**Exercise description:**
Carry the June 2004 travel report on the Eritrean donkey project further, beginning after its final sentence.

Travel report June 2004
by Stefanie Christmann
As in previous years, Stefanie Christmann, chairwoman of Eritrea Donkeys, travelled in June 2004 to Gash Barka, the Northern Red Sea Province and Anseba to visit the project in person. As always, the journey was financed privately.
In 2003, the Eritrean Women's Union- under the most difficult logistical conditions - allocated donkeys in the Northern Red Sea province as far as Karora at the Sudanese border. The north of this province is home to cattle breeding nomads. If, as in many cases, a much older husband dies, the wife will often stay with her children in the nomadic tent.
The fence comes first
Since the death of her husband, Fatna Mohamed Ali, a 35-year old Tigrean women, has been living with her three small children about 50 km east of Nafka, in what is more wilderness than a rambling village (Agra). Her tent made from thin wooden sticks and sheets of fabric is surrounded by a fortress-like fence of thick wooden trunks, reinforced by spiny acacia branches.

(Records from a dataset)
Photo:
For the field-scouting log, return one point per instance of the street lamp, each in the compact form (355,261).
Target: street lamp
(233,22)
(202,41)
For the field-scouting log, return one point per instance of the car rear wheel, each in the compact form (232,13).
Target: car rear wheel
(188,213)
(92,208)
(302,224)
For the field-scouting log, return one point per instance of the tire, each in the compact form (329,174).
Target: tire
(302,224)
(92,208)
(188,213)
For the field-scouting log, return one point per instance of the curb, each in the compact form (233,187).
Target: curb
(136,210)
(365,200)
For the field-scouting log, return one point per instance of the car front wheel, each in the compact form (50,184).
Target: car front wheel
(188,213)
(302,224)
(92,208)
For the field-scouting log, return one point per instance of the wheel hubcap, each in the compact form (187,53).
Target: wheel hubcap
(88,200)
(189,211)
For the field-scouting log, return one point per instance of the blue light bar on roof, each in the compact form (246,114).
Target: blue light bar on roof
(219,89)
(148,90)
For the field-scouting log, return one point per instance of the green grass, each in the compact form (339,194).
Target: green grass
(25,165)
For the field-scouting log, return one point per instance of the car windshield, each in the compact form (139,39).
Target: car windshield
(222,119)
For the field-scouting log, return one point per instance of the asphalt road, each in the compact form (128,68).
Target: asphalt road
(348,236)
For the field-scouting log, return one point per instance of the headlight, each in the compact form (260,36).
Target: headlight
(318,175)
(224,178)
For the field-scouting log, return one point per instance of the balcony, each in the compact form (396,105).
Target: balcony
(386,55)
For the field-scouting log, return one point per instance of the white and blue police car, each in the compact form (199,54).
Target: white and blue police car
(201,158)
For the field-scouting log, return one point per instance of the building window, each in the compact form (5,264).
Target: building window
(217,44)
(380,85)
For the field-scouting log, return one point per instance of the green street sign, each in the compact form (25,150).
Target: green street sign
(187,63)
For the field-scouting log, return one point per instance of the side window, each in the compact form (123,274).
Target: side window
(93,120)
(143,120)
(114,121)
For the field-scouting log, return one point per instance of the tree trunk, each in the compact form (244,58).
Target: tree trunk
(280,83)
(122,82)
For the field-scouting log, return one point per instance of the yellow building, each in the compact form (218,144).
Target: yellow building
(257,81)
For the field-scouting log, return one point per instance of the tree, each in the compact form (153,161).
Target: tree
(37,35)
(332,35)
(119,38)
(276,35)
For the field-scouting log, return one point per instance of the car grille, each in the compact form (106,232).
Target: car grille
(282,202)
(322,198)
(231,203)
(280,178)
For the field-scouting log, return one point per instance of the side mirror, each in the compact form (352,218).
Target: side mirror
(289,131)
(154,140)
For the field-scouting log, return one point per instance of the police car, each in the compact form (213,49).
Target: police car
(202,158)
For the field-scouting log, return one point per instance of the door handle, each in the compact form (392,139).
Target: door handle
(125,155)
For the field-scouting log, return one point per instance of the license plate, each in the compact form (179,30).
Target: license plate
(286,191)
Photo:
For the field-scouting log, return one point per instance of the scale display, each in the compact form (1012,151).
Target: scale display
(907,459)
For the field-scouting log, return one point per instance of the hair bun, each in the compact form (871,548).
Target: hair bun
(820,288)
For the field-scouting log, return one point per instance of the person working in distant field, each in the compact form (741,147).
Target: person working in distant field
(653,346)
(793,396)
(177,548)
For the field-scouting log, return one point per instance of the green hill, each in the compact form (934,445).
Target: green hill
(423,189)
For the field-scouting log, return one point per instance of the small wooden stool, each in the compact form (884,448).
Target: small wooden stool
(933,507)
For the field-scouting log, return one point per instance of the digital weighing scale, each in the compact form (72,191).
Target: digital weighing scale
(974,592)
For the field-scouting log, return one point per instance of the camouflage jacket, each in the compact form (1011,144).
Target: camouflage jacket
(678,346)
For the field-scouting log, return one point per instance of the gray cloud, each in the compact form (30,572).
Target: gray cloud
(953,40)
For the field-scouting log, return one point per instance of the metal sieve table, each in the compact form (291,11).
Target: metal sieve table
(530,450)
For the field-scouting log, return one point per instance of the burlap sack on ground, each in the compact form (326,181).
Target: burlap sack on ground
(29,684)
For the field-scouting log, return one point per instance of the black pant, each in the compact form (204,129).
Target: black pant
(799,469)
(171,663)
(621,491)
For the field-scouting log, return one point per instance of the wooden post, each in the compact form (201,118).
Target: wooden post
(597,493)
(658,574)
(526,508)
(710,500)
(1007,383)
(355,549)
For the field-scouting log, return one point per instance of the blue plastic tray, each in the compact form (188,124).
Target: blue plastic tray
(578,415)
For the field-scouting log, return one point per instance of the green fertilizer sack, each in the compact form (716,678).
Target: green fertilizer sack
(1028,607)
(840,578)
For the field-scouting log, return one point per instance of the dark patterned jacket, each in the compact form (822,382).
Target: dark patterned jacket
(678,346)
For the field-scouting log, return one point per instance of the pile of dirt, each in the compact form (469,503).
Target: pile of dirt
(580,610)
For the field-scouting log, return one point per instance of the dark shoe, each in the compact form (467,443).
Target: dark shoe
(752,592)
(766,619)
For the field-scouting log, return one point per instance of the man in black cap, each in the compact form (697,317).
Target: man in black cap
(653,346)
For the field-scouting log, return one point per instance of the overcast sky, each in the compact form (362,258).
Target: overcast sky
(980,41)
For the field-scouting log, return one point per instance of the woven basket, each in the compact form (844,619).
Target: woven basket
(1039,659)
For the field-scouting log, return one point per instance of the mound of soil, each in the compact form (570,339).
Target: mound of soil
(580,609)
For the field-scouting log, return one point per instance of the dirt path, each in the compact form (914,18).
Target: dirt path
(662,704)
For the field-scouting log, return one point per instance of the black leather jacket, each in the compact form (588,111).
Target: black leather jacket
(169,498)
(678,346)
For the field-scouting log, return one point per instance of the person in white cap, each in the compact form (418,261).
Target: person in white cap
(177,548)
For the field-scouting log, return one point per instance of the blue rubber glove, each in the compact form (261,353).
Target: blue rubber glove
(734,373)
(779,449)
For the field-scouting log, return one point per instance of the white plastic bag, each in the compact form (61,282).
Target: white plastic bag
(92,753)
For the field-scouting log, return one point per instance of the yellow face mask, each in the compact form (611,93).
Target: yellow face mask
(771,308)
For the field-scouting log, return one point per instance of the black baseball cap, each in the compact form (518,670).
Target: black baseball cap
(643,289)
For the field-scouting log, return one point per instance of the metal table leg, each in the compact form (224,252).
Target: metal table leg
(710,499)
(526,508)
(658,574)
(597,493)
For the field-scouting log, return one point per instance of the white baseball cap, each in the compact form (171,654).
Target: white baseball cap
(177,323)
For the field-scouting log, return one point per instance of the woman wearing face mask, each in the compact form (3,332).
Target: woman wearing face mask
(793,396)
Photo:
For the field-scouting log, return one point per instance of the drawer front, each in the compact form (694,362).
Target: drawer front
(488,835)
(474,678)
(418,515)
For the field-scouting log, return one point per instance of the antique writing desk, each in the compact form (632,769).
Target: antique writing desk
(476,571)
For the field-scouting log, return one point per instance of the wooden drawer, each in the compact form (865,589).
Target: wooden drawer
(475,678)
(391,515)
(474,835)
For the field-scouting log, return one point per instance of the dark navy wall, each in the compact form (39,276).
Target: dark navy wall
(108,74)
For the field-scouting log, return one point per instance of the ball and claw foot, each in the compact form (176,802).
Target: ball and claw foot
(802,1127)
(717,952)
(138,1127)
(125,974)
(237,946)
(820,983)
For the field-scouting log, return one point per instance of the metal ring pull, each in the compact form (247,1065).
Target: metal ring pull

**The answer:**
After she received her donkey in 2003, building this fence was the first thing she did. To my astonished question why she would not first earn some money and buy food like the other women, she replied: "Because there are wild dogs and hyenas. Camels and goats would get into the tent searching for food. I was afraid to leave my children alone."
After the fence was built, she began to sell wood and water. From her earnings she has already purchased a hen and a goat. And next to the tent, the former nomadic woman has started a small - equally fenced in - experimental field growing tomatoes, which has to be watered every day. Her two daughters already go to school; her son will start next year.
A house with a wall
Happy reunion in Apollo and Nafka: In 2001, Kadija Hamad, a 40-year old Tigrean woman, lived with her children in a tent similar to Fatna Mohamed Ali's. With her donkey (allocated in 1998) she trades wood. She has since built a stone house with corrugated sheet iron roof and an over two meter high stone wall surrounding the now protected and shady courtyard. All painted white, it looks magnificent. After learning how utterly important a fence is in this region, the quality of life that Kadija Hamad had created with her house was all the more tangible.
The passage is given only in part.